[Recorded information Boundary: Start]

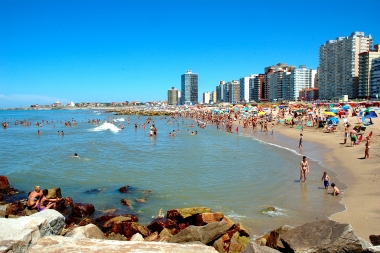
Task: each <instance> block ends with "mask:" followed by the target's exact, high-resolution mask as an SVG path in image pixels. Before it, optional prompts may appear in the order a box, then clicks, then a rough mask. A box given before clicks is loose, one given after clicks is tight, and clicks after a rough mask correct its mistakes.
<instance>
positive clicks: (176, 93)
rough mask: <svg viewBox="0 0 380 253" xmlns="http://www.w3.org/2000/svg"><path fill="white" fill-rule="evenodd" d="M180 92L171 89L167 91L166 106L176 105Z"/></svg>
mask: <svg viewBox="0 0 380 253" xmlns="http://www.w3.org/2000/svg"><path fill="white" fill-rule="evenodd" d="M180 94H181V92H180V91H179V90H176V89H175V88H174V87H172V89H171V90H168V105H177V104H178V103H179V99H180V97H181V95H180Z"/></svg>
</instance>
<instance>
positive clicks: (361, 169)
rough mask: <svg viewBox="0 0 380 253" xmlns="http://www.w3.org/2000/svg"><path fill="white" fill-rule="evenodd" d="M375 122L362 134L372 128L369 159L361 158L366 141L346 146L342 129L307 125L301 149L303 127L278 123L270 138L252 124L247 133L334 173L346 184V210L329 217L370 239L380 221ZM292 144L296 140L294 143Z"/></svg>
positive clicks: (345, 187) (236, 125)
mask: <svg viewBox="0 0 380 253" xmlns="http://www.w3.org/2000/svg"><path fill="white" fill-rule="evenodd" d="M348 119H349V121H351V122H354V120H353V119H354V118H351V117H349V118H348ZM373 122H374V124H373V125H371V126H369V127H368V129H366V131H365V132H364V133H363V136H365V135H368V134H369V132H370V131H373V137H372V139H371V148H370V158H369V159H361V158H362V157H364V145H365V144H364V143H361V144H359V145H358V146H354V147H350V146H349V143H350V140H349V139H348V140H347V143H348V145H347V144H345V145H344V144H343V135H344V132H342V131H339V129H338V132H332V133H325V131H324V129H323V130H319V129H316V128H315V127H307V126H305V127H304V130H303V148H301V149H299V148H298V141H299V134H300V130H296V129H295V128H290V127H289V126H285V125H280V124H278V125H275V133H274V134H275V135H276V138H268V137H270V135H271V133H270V131H269V133H268V134H267V135H266V136H260V135H259V134H257V133H255V132H253V131H252V128H251V126H249V127H248V128H247V129H249V130H250V132H249V133H248V134H249V135H251V136H253V137H254V138H256V139H258V140H261V141H265V142H267V143H270V144H274V145H280V146H282V147H285V148H288V149H291V150H294V151H296V152H298V153H300V154H301V155H306V156H309V157H311V158H312V159H313V160H316V161H317V162H319V163H320V165H321V166H322V167H324V168H326V169H328V170H331V171H332V172H333V173H335V174H336V176H335V177H336V178H337V179H338V180H339V181H340V182H342V183H343V184H344V185H340V186H339V189H340V190H341V194H342V199H341V200H340V203H341V204H343V205H344V207H345V210H343V211H341V212H338V213H334V214H332V215H331V216H330V217H329V218H330V219H331V220H333V221H337V222H341V223H348V224H350V225H351V226H352V227H353V229H354V231H355V233H356V234H357V235H358V236H359V237H361V238H363V239H365V240H368V238H369V235H373V234H378V233H379V229H378V224H379V223H380V216H379V215H378V214H379V213H380V208H379V206H378V201H379V196H380V189H379V187H378V183H379V181H380V166H379V164H378V163H376V161H379V158H380V152H379V150H380V149H379V146H380V145H379V139H380V138H379V137H380V135H379V134H380V131H379V128H378V123H379V121H378V118H375V119H373ZM234 125H235V127H236V126H239V129H244V128H243V124H242V122H241V123H240V124H239V122H238V121H235V122H234ZM257 131H259V130H257ZM239 132H240V131H239ZM289 143H294V146H293V145H290V144H289ZM296 166H297V165H296ZM311 170H312V168H311ZM295 175H298V174H295ZM330 176H331V175H330ZM329 191H331V189H330V190H329Z"/></svg>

[Recorded information Boundary: End]

Please, without any pictures, write out exactly the lines of the listing from its first line through the line that holds "122L362 134L372 128L369", ends included, and nothing beyond them.

- **Answer box**:
Task: each <instance> block ends with "mask:" followed by the target's exact, high-resolution mask as an SVG path in image pixels. Before it, optional prompts may appear in the order a box, then clicks, then a rough mask. A box given before clicks is loose, one given after clicks is tight, and clicks after a rough mask correct its mistakes.
<instance>
positive clicks: (176, 93)
rough mask: <svg viewBox="0 0 380 253" xmlns="http://www.w3.org/2000/svg"><path fill="white" fill-rule="evenodd" d="M180 92L171 89L167 91L166 106L176 105Z"/></svg>
mask: <svg viewBox="0 0 380 253" xmlns="http://www.w3.org/2000/svg"><path fill="white" fill-rule="evenodd" d="M180 94H181V92H180V91H179V90H176V89H175V88H174V87H172V89H171V90H168V105H177V104H178V103H179V99H180V97H181V95H180Z"/></svg>
</instance>
<instance>
positive clicks: (361, 169)
rough mask: <svg viewBox="0 0 380 253" xmlns="http://www.w3.org/2000/svg"><path fill="white" fill-rule="evenodd" d="M375 122L362 134L372 128L369 159L361 158L366 141L346 146L342 129L307 125L301 149L303 127L278 123L270 138L252 124L247 133L334 173L346 184V210L329 217L370 239L380 221ZM292 144L296 140L294 143Z"/></svg>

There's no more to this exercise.